**Set problem:** Could you reproduce verbatim every line from the start of the items through the line holding "(1258, 778)", both ends included?

************

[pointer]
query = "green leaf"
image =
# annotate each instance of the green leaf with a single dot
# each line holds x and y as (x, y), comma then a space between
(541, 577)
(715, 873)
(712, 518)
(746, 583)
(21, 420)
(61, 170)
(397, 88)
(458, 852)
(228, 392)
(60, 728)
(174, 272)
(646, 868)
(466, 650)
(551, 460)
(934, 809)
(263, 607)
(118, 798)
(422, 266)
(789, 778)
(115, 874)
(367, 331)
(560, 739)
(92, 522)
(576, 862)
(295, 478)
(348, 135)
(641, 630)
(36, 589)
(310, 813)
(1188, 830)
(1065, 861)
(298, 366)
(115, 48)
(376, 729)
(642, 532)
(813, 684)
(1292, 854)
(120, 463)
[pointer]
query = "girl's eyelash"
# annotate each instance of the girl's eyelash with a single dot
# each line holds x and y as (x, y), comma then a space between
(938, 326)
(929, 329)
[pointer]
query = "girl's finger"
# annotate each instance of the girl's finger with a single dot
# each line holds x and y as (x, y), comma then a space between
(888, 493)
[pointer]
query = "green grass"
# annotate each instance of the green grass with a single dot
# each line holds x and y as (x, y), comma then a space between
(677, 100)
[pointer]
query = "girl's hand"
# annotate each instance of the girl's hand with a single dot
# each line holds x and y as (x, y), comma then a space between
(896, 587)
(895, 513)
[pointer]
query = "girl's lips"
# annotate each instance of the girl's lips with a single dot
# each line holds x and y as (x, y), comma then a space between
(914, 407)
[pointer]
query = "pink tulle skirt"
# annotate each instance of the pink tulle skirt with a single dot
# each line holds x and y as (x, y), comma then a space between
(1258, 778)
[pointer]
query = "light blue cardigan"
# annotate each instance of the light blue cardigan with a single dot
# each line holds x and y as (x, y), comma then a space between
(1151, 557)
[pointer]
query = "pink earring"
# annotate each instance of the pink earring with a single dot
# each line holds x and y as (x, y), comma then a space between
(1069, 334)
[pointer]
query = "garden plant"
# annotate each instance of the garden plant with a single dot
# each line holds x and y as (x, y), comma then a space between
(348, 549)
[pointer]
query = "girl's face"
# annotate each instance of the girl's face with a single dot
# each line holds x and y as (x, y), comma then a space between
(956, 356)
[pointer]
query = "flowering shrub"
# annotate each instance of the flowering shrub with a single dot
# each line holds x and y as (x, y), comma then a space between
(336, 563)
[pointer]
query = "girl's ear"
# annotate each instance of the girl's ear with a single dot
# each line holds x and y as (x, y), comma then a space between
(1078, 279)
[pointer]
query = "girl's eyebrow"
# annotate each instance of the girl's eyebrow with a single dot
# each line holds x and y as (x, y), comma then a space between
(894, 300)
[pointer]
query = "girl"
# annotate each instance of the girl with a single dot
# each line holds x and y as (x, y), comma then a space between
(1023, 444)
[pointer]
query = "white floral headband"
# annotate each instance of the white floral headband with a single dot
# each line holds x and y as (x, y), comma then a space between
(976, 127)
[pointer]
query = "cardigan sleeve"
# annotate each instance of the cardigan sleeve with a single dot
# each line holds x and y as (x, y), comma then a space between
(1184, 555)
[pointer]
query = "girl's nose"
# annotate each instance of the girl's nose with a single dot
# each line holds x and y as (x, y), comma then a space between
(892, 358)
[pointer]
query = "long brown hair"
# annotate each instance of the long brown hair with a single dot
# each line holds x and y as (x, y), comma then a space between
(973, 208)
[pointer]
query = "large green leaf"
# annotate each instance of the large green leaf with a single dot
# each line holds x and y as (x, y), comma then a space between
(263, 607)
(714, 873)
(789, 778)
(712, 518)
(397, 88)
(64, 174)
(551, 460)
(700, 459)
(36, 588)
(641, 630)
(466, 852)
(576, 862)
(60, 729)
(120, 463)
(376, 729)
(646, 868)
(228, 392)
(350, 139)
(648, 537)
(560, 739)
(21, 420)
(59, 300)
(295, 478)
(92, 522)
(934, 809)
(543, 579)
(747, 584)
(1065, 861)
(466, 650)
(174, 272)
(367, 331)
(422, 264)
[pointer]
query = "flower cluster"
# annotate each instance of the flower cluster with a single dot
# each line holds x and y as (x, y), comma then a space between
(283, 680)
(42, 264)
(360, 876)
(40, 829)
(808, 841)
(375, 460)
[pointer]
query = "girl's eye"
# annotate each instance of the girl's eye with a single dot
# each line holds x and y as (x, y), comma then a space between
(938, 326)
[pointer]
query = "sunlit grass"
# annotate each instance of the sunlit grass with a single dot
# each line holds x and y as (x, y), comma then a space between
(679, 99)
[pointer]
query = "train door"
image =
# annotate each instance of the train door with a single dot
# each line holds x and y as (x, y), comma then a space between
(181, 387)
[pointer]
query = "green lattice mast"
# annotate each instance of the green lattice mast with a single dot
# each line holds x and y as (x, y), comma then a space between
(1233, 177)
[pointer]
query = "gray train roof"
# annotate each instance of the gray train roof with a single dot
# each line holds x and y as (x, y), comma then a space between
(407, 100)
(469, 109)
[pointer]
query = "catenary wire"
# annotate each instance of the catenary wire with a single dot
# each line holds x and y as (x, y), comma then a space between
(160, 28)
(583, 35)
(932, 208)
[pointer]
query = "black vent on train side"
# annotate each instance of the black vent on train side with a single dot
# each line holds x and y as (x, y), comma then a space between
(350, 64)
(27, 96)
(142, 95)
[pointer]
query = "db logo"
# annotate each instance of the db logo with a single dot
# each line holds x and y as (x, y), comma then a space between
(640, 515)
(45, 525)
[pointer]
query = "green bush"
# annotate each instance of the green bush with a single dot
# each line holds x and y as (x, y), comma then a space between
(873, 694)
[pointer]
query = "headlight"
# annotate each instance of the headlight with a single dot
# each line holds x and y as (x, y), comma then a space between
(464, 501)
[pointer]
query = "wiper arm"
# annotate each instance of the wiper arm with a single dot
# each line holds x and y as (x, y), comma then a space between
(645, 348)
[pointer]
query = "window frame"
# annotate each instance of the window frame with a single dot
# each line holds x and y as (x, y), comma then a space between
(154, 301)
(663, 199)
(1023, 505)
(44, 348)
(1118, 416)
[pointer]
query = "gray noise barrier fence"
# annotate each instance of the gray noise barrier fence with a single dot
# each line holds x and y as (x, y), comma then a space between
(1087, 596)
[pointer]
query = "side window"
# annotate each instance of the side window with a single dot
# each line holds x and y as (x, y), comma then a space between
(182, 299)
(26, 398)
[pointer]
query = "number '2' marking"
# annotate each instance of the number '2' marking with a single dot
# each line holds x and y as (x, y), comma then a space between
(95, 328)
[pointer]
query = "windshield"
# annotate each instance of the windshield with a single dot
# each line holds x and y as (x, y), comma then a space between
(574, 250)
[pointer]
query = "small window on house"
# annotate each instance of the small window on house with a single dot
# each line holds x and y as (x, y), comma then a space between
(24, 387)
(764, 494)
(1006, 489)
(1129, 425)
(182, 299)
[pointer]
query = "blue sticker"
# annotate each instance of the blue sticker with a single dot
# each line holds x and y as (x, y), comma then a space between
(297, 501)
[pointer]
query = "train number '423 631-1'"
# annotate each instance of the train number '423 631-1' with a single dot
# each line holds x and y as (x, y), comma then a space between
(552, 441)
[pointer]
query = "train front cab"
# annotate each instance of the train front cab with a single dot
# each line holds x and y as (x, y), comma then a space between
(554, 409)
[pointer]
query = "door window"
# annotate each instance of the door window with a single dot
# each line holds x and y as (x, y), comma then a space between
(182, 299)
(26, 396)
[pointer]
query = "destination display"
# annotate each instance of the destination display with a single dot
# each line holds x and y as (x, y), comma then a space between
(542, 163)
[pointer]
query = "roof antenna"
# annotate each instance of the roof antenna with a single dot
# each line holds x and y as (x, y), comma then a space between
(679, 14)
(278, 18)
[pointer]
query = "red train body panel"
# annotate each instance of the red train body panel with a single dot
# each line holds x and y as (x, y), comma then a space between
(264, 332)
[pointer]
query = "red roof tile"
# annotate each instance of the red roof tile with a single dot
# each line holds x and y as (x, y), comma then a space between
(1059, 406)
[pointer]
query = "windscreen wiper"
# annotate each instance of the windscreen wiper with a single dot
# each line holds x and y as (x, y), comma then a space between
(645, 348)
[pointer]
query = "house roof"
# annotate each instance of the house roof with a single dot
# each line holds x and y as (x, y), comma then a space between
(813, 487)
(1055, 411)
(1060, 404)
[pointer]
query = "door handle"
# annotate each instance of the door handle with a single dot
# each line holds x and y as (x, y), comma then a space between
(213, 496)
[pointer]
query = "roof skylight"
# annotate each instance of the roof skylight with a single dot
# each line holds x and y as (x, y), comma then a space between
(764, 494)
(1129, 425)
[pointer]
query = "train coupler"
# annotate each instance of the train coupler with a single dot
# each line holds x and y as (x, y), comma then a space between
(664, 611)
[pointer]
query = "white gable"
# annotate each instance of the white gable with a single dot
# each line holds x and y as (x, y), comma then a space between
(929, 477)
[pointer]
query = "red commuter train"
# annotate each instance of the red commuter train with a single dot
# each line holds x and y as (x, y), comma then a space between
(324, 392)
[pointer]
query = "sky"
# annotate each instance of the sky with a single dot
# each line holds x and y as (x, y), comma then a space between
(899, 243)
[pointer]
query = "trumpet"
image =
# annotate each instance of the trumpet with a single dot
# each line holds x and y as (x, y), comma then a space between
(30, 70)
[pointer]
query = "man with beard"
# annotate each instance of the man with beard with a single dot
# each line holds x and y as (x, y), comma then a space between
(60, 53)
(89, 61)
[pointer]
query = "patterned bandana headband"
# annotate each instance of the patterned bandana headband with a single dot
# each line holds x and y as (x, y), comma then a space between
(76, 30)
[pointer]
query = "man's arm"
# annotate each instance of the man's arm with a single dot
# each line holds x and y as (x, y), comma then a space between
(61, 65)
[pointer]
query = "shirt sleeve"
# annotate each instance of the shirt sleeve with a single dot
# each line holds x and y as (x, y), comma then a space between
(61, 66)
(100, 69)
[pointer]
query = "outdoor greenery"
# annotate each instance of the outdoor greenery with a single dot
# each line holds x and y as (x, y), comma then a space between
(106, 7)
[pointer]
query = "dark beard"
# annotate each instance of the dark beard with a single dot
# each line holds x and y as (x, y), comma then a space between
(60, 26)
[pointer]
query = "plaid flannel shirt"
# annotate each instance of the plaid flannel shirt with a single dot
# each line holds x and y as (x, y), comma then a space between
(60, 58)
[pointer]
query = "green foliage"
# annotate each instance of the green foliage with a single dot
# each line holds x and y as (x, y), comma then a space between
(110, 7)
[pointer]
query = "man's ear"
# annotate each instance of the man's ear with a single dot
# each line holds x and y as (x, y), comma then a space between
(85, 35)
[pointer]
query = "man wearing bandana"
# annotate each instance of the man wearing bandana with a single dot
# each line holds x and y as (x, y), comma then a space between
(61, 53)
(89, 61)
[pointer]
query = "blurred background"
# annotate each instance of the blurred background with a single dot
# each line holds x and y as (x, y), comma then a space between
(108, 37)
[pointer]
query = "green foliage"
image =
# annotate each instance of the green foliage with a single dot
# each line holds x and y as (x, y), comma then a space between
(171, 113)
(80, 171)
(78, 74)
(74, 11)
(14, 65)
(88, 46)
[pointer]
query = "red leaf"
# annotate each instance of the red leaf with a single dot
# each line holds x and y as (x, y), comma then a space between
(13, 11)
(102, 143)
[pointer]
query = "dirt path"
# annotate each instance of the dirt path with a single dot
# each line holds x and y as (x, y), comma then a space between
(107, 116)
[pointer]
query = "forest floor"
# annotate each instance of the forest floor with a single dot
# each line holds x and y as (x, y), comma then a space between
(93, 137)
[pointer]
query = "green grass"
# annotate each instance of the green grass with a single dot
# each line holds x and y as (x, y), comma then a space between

************

**Answer to this problem:**
[pointer]
query = "green leaf"
image =
# annotate each instance of the green leaf with a single dot
# each line holds x and y as (x, y), comma then a space between
(541, 577)
(715, 873)
(712, 518)
(746, 583)
(21, 420)
(61, 170)
(397, 88)
(458, 852)
(228, 392)
(60, 728)
(174, 272)
(646, 868)
(466, 650)
(551, 460)
(934, 809)
(263, 607)
(118, 798)
(422, 266)
(789, 778)
(115, 874)
(367, 331)
(560, 739)
(92, 522)
(576, 862)
(295, 478)
(348, 135)
(641, 630)
(36, 589)
(310, 813)
(1188, 830)
(1065, 861)
(298, 366)
(115, 48)
(376, 729)
(642, 532)
(813, 684)
(1292, 854)
(120, 463)
[pointer]
query = "girl's eyelash"
# annotate each instance of the girl's eyelash with a single dot
# each line holds x and y as (x, y), comma then a space between
(938, 326)
(929, 329)
[pointer]
query = "girl's finger"
# annotate each instance of the girl's finger with a single dot
# each line holds x and y as (x, y), comma then a space between
(888, 493)
[pointer]
query = "green grass"
# annotate each instance of the green grass with a single dot
# each line holds x and y as (x, y), comma then a space between
(677, 100)
[pointer]
query = "girl's hand"
# annotate each instance of the girl's hand with a single dot
# each line holds x and y as (x, y), comma then a space between
(896, 587)
(895, 513)
[pointer]
query = "girl's lips"
# annotate each instance of the girl's lips with a single dot
# each line holds x and y as (x, y), comma then a space between
(914, 407)
[pointer]
query = "pink tulle skirt"
# annotate each instance of the pink tulle skirt with a single dot
# each line holds x and y as (x, y), comma then a space between
(1258, 778)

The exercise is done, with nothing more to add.